start WORKING DATA

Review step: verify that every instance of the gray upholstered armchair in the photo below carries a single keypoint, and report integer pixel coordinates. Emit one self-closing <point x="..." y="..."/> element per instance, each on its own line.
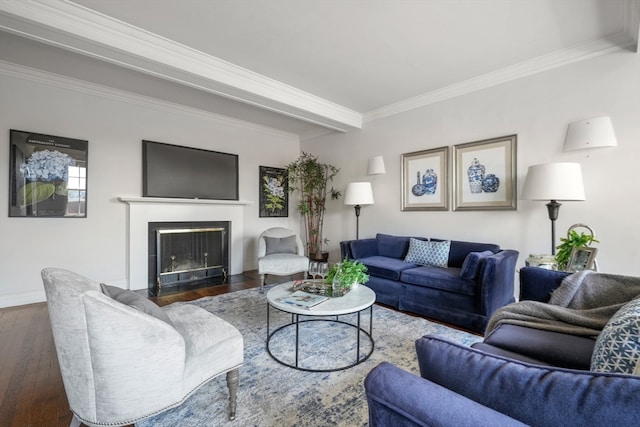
<point x="280" y="252"/>
<point x="125" y="361"/>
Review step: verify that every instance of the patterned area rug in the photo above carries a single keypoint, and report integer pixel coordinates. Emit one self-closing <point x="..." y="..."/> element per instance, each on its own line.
<point x="271" y="394"/>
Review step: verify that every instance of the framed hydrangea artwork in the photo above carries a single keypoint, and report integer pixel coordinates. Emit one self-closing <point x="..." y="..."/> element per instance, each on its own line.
<point x="274" y="192"/>
<point x="47" y="176"/>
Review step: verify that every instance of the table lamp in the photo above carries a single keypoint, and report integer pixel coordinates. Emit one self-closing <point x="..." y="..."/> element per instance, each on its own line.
<point x="553" y="182"/>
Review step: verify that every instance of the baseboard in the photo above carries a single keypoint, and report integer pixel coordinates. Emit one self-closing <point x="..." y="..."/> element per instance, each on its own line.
<point x="24" y="298"/>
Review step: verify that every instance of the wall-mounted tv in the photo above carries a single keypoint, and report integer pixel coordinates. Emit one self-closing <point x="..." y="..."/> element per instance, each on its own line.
<point x="174" y="171"/>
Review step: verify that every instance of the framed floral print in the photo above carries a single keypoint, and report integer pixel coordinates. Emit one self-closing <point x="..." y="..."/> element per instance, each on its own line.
<point x="47" y="176"/>
<point x="274" y="192"/>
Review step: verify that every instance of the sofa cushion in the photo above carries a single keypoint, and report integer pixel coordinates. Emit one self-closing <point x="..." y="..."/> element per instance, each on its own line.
<point x="280" y="245"/>
<point x="471" y="265"/>
<point x="554" y="348"/>
<point x="617" y="347"/>
<point x="447" y="279"/>
<point x="536" y="395"/>
<point x="135" y="301"/>
<point x="385" y="267"/>
<point x="423" y="252"/>
<point x="392" y="246"/>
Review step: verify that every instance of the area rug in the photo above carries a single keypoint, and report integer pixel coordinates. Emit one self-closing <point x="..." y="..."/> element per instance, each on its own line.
<point x="271" y="394"/>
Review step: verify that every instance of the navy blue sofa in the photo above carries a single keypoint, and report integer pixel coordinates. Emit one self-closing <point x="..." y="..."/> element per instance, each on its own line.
<point x="528" y="384"/>
<point x="447" y="294"/>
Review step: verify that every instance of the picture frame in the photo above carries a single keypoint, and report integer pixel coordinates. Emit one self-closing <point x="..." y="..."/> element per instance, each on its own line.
<point x="581" y="258"/>
<point x="485" y="174"/>
<point x="274" y="192"/>
<point x="47" y="175"/>
<point x="425" y="180"/>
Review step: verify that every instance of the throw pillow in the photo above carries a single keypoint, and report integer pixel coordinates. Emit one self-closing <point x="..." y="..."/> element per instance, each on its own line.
<point x="136" y="301"/>
<point x="617" y="347"/>
<point x="281" y="245"/>
<point x="471" y="265"/>
<point x="428" y="252"/>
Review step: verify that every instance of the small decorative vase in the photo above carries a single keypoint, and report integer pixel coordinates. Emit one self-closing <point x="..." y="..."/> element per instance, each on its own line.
<point x="490" y="183"/>
<point x="475" y="173"/>
<point x="430" y="181"/>
<point x="418" y="189"/>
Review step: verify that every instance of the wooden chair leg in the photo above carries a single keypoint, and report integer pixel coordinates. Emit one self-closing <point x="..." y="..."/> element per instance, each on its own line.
<point x="233" y="379"/>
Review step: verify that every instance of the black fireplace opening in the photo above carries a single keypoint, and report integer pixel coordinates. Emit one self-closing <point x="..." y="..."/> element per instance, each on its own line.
<point x="186" y="255"/>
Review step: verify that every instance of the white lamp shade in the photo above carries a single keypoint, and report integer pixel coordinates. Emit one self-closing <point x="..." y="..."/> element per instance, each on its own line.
<point x="554" y="181"/>
<point x="592" y="133"/>
<point x="358" y="193"/>
<point x="376" y="166"/>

end WORKING DATA

CHALLENGE: Return each line exactly as written. Any picture gets left out.

OUTPUT BELOW:
Review step: verify that every instance of the gray upholstered armchair in the photo below carries a single keypoint, and report integer pixel coordinates. Emit one self-closing <point x="..." y="..."/> element per instance, each on its own line.
<point x="280" y="252"/>
<point x="125" y="361"/>
Review step: verify that every instance of the patterned area rug in the photo above carries a single keypoint, and report integer pixel coordinates. Emit one self-closing <point x="..." y="..."/> element per instance, each on its own line.
<point x="271" y="394"/>
Review step: verify that every instance of the framed hydrangea artwork in the photo above carries a single keypoint, and report integer pixel coordinates. Emit one self-closing <point x="..." y="..."/> element per instance, each on its own line.
<point x="274" y="192"/>
<point x="47" y="176"/>
Review step: verify that every instance of the table lamp in the photo above carries a single keypoint, and report integer pixel coordinates. Emit one self-closing <point x="..." y="..."/> element per instance, each on its own line.
<point x="553" y="182"/>
Review step: verify that every instance of the baseboard in the photo above carries a single keypoint, and report integer pixel coordinates. Emit one self-closing <point x="..." y="..."/> element per instance, each on its own line.
<point x="24" y="298"/>
Review step: verify that every instance of the wall-mounted tv in the photo above carries a single keypoint, and report integer pixel coordinates. Emit one self-closing <point x="..." y="..."/> element per instance, each on its own line.
<point x="174" y="171"/>
Review step: verify that every instance of the framed floral print in the photo above carries a single keypoint, and report integer pixel coordinates. Emit one self-closing <point x="..." y="..."/> element per instance, each on its own line.
<point x="47" y="176"/>
<point x="274" y="192"/>
Review step: verify that every instance of the sofa cushion in the photo above carries a single keypoint, and report integer pixel coordinates. Emit one self-closing <point x="..." y="..."/> element per instance, each on its own line.
<point x="280" y="245"/>
<point x="471" y="265"/>
<point x="554" y="348"/>
<point x="617" y="347"/>
<point x="447" y="279"/>
<point x="536" y="395"/>
<point x="135" y="301"/>
<point x="385" y="267"/>
<point x="423" y="252"/>
<point x="392" y="246"/>
Review step: verify that every instance of the area rug in the photo above carries a single keypoint, and report integer pixel coordinates. Emit one self-closing <point x="..." y="..."/> element per instance, each on its own line.
<point x="271" y="394"/>
Review step: verify that every instance of the navy blue sofa in the photo above carries a single keypoint, and report integer pixel coordinates. Emit one self-closing <point x="..." y="..."/> element per instance, each on its own line.
<point x="528" y="384"/>
<point x="447" y="294"/>
Review step: verify that every instance of the picture frame in the photo above carries a single keypoint, and report integer pixel coordinates. Emit one self-closing <point x="..." y="..."/> element per instance, each on its own line.
<point x="581" y="258"/>
<point x="485" y="174"/>
<point x="274" y="192"/>
<point x="47" y="175"/>
<point x="425" y="180"/>
Review step: verify that every instance of the throw pillow in the photo above carries a single keypoint, and report integer pixel coordinates. Emit one self-closing <point x="..." y="..."/> element per instance, each on its own line.
<point x="136" y="301"/>
<point x="617" y="347"/>
<point x="281" y="245"/>
<point x="471" y="265"/>
<point x="428" y="252"/>
Review step: verify that every instance of the small decorative vase in the photo above carries a single keypoint, and report integer pixel coordinates. Emit one self-closing <point x="..." y="..."/> element per instance, each on its own line.
<point x="490" y="183"/>
<point x="475" y="173"/>
<point x="430" y="181"/>
<point x="418" y="189"/>
Review step: verify that every instance of the wooden chair leg in the photo above carries a single keypoint, and report integer pixel coordinates. Emit one self-closing <point x="..." y="..."/> element per instance, each on its own line.
<point x="233" y="379"/>
Review step: verify that every instance of the black fireplace opening in the photo above carries a single keypoint, and report integer pixel coordinates. Emit one self-closing <point x="..." y="..."/> element per instance, each on its own line.
<point x="186" y="255"/>
Review step: verify that every instance of the white lamp shade in the photo above carries a single keypoint, and report integer pixel coordinates. Emit one self-closing <point x="..." y="..."/> element per instance, each on its own line.
<point x="554" y="181"/>
<point x="592" y="133"/>
<point x="358" y="193"/>
<point x="376" y="166"/>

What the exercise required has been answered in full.